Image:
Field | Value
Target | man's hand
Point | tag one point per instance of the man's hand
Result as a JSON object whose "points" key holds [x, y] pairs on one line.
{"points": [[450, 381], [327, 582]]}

About this exercise → Without altering a single word, write out the whole listing.

Exercise solution →
Image:
Field | Value
Target | man's hand
Point | tag one point per instance of the man's hand
Result as a JSON object whose "points" key holds [x, y] pairs on one line.
{"points": [[450, 381], [327, 582]]}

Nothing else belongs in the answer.